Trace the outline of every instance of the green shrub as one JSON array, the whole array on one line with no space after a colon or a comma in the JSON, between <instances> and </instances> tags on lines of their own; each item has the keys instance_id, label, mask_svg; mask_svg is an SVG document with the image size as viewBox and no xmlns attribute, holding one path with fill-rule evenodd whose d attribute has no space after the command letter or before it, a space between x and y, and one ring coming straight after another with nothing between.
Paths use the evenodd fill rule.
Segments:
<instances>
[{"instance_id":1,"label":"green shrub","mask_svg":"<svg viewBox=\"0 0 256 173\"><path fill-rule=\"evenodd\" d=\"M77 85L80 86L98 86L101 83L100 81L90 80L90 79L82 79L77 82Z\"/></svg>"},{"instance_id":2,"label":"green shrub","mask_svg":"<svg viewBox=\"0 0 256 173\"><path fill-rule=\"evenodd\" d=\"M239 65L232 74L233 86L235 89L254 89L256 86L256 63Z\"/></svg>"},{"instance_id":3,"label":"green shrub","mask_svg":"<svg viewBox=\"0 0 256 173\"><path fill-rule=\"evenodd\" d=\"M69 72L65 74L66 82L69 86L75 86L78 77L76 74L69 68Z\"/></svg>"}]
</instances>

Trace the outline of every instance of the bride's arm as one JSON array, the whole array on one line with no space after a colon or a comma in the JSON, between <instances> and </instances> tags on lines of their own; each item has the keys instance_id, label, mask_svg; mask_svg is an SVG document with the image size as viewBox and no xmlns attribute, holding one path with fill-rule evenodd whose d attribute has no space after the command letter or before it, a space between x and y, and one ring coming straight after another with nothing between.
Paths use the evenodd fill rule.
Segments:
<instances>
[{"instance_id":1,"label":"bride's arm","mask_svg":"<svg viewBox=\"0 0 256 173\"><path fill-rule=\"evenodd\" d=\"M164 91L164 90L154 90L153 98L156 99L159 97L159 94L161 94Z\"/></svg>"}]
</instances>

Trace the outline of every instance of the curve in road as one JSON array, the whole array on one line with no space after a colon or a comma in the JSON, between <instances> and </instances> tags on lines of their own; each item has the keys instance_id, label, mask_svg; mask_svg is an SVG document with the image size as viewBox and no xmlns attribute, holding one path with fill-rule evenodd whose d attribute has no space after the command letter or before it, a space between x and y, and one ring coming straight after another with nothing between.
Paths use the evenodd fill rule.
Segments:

** TO DO **
Repeat every line of the material exactly as given.

** TASK SOLUTION **
Trace the outline of every instance of the green shrub as one JSON array, the whole array on one line with no space after a colon or a comma in the JSON, between <instances> and </instances> tags on lines of their own; each item has the keys instance_id, label, mask_svg; mask_svg is an SVG document with the image size as viewBox and no xmlns attribute, holding one path with fill-rule evenodd whose d attribute has no space after the command letter or before it, a space between x and y, and one ring coming straight after another with nothing between.
Paths use the evenodd fill rule.
Segments:
<instances>
[{"instance_id":1,"label":"green shrub","mask_svg":"<svg viewBox=\"0 0 256 173\"><path fill-rule=\"evenodd\" d=\"M77 85L80 86L98 86L101 83L100 81L90 80L90 79L82 79L77 82Z\"/></svg>"},{"instance_id":2,"label":"green shrub","mask_svg":"<svg viewBox=\"0 0 256 173\"><path fill-rule=\"evenodd\" d=\"M239 65L232 74L233 86L235 89L254 89L256 86L256 63Z\"/></svg>"},{"instance_id":3,"label":"green shrub","mask_svg":"<svg viewBox=\"0 0 256 173\"><path fill-rule=\"evenodd\" d=\"M69 72L65 74L66 82L69 86L75 86L78 77L76 74L69 68Z\"/></svg>"}]
</instances>

Trace the outline of every instance of the bride's arm as one JSON array, the whole array on one line with no space after a colon or a comma in the JSON, between <instances> and </instances> tags on lines of their own; each item has the keys instance_id, label, mask_svg; mask_svg is an SVG document with the image size as viewBox and no xmlns attribute, holding one path with fill-rule evenodd whose d attribute has no space after the command letter or before it, a space between x and y, and one ring coming straight after another with nothing between.
Paths use the evenodd fill rule.
Segments:
<instances>
[{"instance_id":1,"label":"bride's arm","mask_svg":"<svg viewBox=\"0 0 256 173\"><path fill-rule=\"evenodd\" d=\"M164 91L164 90L154 90L153 98L156 99L159 97L159 94L161 94Z\"/></svg>"}]
</instances>

Trace the outline of every instance of the curve in road as one JSON array, the whole array on one line with no space after a colon or a comma in the JSON, between <instances> and </instances> tags on lines of their own; each item has the keys instance_id, label, mask_svg; mask_svg is an SVG document with the image size as viewBox and no xmlns attribute, holding one path with fill-rule evenodd whose d attribute has no space after the command letter or before it, a space between x and y, and one ring coming straight after another with nothing between.
Paths use the evenodd fill rule.
Segments:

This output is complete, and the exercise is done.